··· Input for this task

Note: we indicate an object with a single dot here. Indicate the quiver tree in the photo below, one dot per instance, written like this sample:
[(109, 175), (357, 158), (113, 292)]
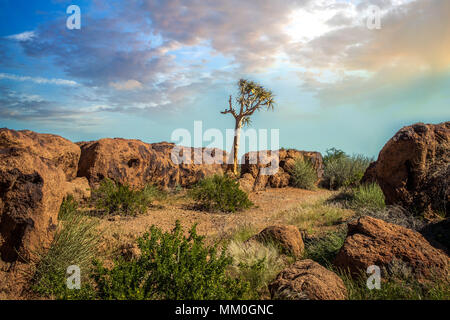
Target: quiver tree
[(251, 97)]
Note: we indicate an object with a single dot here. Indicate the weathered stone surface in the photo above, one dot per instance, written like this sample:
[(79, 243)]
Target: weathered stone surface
[(255, 162), (372, 241), (307, 280), (136, 163), (288, 238), (79, 188), (413, 168), (34, 171)]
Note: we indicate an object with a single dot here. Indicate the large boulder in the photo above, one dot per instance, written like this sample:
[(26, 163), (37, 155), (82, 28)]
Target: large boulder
[(271, 168), (34, 170), (136, 163), (413, 168), (372, 241), (307, 280), (288, 238)]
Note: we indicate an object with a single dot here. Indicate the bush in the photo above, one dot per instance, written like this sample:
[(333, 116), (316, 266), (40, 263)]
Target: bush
[(368, 196), (303, 174), (171, 266), (341, 170), (74, 243), (257, 263), (112, 198), (220, 193)]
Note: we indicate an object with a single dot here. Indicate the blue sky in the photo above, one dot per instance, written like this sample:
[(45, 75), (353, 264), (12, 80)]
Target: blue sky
[(143, 68)]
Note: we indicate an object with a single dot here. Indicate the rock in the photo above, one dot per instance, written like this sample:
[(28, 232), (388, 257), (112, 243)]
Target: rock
[(254, 162), (79, 188), (413, 168), (280, 179), (288, 238), (136, 163), (34, 171), (307, 280), (372, 241), (246, 182)]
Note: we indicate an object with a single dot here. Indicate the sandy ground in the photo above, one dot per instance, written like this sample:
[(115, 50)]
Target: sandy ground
[(117, 231)]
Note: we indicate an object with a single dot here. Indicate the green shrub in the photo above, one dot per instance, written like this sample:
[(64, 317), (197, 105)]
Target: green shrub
[(112, 198), (220, 193), (341, 170), (303, 174), (74, 243), (171, 266), (368, 196)]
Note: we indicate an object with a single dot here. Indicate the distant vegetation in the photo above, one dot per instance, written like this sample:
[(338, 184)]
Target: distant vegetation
[(342, 170), (220, 193), (303, 175)]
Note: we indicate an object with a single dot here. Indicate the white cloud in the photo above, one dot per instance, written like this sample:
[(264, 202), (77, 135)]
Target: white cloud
[(126, 85), (38, 80), (24, 36)]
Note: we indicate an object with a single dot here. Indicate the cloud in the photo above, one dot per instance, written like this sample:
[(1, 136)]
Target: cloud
[(38, 80), (24, 36), (126, 85)]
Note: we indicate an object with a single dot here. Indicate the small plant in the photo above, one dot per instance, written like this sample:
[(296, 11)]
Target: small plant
[(220, 193), (257, 263), (368, 196), (303, 175), (341, 170), (74, 243), (171, 266), (112, 198)]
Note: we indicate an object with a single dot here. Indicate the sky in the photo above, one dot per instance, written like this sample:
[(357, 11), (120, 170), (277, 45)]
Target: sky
[(141, 69)]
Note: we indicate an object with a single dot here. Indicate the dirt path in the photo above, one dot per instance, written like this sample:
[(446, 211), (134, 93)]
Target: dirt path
[(268, 204)]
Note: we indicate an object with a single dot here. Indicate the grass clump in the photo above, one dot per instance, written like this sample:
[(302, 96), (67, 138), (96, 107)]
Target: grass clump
[(171, 266), (368, 196), (312, 217), (257, 263), (342, 170), (75, 243), (220, 193), (112, 198), (303, 175)]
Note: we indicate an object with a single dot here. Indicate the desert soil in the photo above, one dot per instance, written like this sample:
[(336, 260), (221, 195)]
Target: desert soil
[(117, 231)]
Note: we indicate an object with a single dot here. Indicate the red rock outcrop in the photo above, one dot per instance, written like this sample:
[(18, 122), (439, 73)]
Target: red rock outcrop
[(288, 238), (136, 163), (255, 162), (413, 168), (372, 241), (307, 280), (35, 170)]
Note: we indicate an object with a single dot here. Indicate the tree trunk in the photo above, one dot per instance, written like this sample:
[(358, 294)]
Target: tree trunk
[(237, 135)]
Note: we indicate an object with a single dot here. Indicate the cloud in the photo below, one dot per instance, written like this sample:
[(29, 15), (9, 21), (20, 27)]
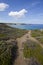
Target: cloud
[(35, 3), (3, 6), (18, 14)]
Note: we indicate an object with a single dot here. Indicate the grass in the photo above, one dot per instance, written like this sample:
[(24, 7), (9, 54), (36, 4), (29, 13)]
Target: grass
[(38, 34), (7, 31), (8, 50), (32, 49), (7, 53)]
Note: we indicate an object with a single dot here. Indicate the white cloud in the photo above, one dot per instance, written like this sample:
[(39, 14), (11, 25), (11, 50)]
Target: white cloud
[(35, 3), (3, 6), (18, 14)]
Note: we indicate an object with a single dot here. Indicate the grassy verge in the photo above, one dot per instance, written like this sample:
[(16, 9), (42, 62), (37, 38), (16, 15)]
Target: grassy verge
[(38, 34), (32, 49)]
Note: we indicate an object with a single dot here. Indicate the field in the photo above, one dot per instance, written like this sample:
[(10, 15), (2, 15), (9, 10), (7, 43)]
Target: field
[(38, 34), (34, 52), (8, 43)]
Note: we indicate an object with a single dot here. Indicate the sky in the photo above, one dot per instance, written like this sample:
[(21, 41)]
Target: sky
[(21, 11)]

······

- Task goal: Please write out all the rows again, substituting "one point per instance" for "one dot per instance" and keeping everything else the same. Leave out the pictures.

- Answer to the problem:
Note: we indicate an object with a single dot here. Indicate the quiver tree in the photo below, one point per instance, written like this sample:
[(109, 175), (357, 158), (113, 292)]
Target: quiver tree
[(251, 97)]
Note: we indicate an object with a single dot here. Indicate the weathered stone surface in the photo above, one point per instance, written like this sample:
[(79, 243)]
Target: weathered stone surface
[(255, 162), (372, 241), (307, 280), (136, 163), (288, 238), (79, 188), (413, 168), (34, 171)]
Note: we indicate an object with a single dot here. Indicate the large boulder in the photo above, one point per instance, written like this sample:
[(26, 163), (37, 155), (82, 28)]
Target: large boulder
[(271, 168), (34, 170), (136, 163), (413, 168), (372, 241), (307, 280), (288, 238)]
Note: we indicate an object with a single dot here. Indicate the bush in the photo above, one point per instance, written like this sample:
[(333, 116), (316, 266), (40, 263)]
Target: bush
[(368, 196), (303, 174), (171, 266), (341, 170), (74, 243), (257, 263), (112, 198), (220, 193)]
Note: we indicate an object with a single dot here. Indicate the blue sky in the photo above, one point per instance, written like this sample:
[(45, 75), (353, 264), (12, 80)]
Target: blue sky
[(143, 68)]
Note: we indicate an object with a single dot here. Indicate the rock in the photo above, one point per instance, written like this sample:
[(28, 232), (388, 257), (112, 243)]
Target: rock
[(254, 162), (79, 188), (413, 168), (280, 179), (288, 238), (136, 163), (34, 171), (307, 280), (372, 241), (246, 182)]
Note: we indicate an object with a single dot here. Indicate the sandy ground in the photo above, one point per instance, written like this sample:
[(115, 50)]
Target: sandy ground
[(117, 231)]
Note: we indicate an object with a single dot here. Indicate the green shrub in the photo above, one point per instance, written like this sample:
[(64, 317), (197, 105)]
Target: green shrub
[(112, 198), (220, 193), (341, 170), (303, 174), (74, 243), (171, 266), (368, 196)]
Note: we indicate an object with a single dot here. Indicate the distant vegetation in the photo above, one point per instance, written like this sample:
[(338, 184)]
Target: distant vegetation
[(342, 170), (220, 193), (303, 175)]
Note: we indicate an object with a single dot here. Indicate the white cloud in the photo above, one point per instance, written like this sample:
[(264, 202), (77, 135)]
Target: white cloud
[(126, 85), (38, 80), (24, 36)]
Note: we indicate an object with a single dot here. Indicate the cloud in the photo above, one point per instance, written like this sample:
[(1, 136)]
Target: cloud
[(38, 80), (24, 36), (126, 85)]
Note: we indicate an object with a single dot here. Indicate the small plant in the photo above, one point per instance, written like this sample:
[(296, 11)]
Target: small plant
[(220, 193), (257, 263), (368, 196), (303, 175), (341, 170), (74, 243), (171, 266), (112, 198)]
Note: we indicate an object with a single dot here. Indicate the sky in the photo above, one point per instance, written like this sample:
[(357, 11), (120, 170), (277, 45)]
Target: sky
[(141, 69)]
Note: we indicate an object with a single dot here. Indicate the dirt path in the photo above, one point per instance, written like this sample:
[(446, 211), (134, 93)]
Target: dirt path
[(268, 204)]
Note: we indicate an object with a single dot here. Indicate the grass clump in the photo above, one point per instance, written like this sample:
[(302, 96), (67, 138), (96, 107)]
Target: grass clump
[(171, 266), (368, 196), (312, 217), (257, 263), (342, 170), (75, 243), (220, 193), (112, 198), (303, 175)]
Note: we indicate an object with a single dot here. Indicate the desert soil in the photo above, one point per instance, written like this sample:
[(336, 260), (221, 195)]
Target: desert soil
[(117, 231)]
Note: we indicate an object with a single dot here. Indicate the red rock outcrop in the photo above, one point per instance, written like this sample:
[(18, 122), (439, 73)]
Target: red rock outcrop
[(288, 238), (136, 163), (255, 162), (413, 168), (372, 241), (307, 280), (35, 170)]
Note: we indicate an object with a single dot here. Indicate the tree trunk in the photo above, one point per instance, written like this sample:
[(358, 294)]
Target: tree trunk
[(237, 135)]
Note: we indicate an object with a single dot here. Indicate the cloud in the photo below, one point per instance, written like this sample:
[(29, 15), (9, 21), (20, 27)]
Target: cloud
[(35, 3), (3, 6), (18, 14)]
Note: we indicate an object with a single dot here. Indicate the grass in the photo above, one point per instance, written like this sample:
[(24, 7), (9, 54), (36, 4), (29, 13)]
Target: grass
[(38, 34), (7, 31), (8, 50), (32, 49), (7, 53)]
Note: we indicate an object with a single dot here. Indicate the white cloud in the photo above, one point per instance, written like this sample:
[(39, 14), (11, 25), (11, 50)]
Target: white cloud
[(35, 3), (3, 6), (18, 14)]
Note: we indicate an object with a single dot here. Indicate the grassy verge in the photo above, one point per instance, written like this sample:
[(16, 9), (42, 62), (37, 38), (16, 15)]
Target: grassy verge
[(38, 34), (32, 49)]
Note: we indicate an object with a single dot here. Indicate the field in the photo above, one point per instance, written like this sample:
[(10, 15), (2, 15), (9, 10), (7, 43)]
Target: field
[(38, 34), (34, 52), (8, 43)]
Note: we indicate an object with a single dot here. Indicate the sky in the photo above, one point per instance, written like this sample:
[(21, 41)]
Target: sky
[(21, 11)]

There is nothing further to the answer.